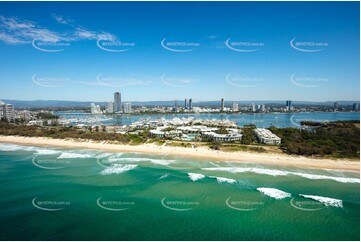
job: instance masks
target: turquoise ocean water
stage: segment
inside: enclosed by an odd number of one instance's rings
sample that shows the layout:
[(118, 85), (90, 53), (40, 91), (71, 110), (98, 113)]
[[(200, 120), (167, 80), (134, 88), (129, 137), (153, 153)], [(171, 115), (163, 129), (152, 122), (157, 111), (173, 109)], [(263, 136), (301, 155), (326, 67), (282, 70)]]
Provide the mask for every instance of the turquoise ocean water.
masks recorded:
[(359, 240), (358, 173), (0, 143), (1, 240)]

■ ■ ■ ■ ■ ■ ■

What is being asked
Rescale the listing by restating every line except the picture, requests included, with each polygon coordinate in the recorded masks multiplied by 2.1 and rounded to a whole number, halves up. Leave the numbers in the layout sample unchanged.

Solution for this exercise
job: instance masks
target: turquoise ocean water
stage: segment
inside: enclosed by an odd number of one instance's rings
sample that shows the layout:
[(118, 85), (90, 53), (40, 91), (71, 110), (98, 113)]
[[(200, 120), (167, 80), (134, 88), (129, 137), (153, 153)], [(171, 115), (163, 129), (152, 122), (157, 111), (173, 109)], [(263, 136), (301, 155), (326, 67), (282, 70)]]
Provide the mask for every instance of the turquoise ocean water.
masks recorded:
[(754, 504), (752, 363), (0, 300), (2, 504)]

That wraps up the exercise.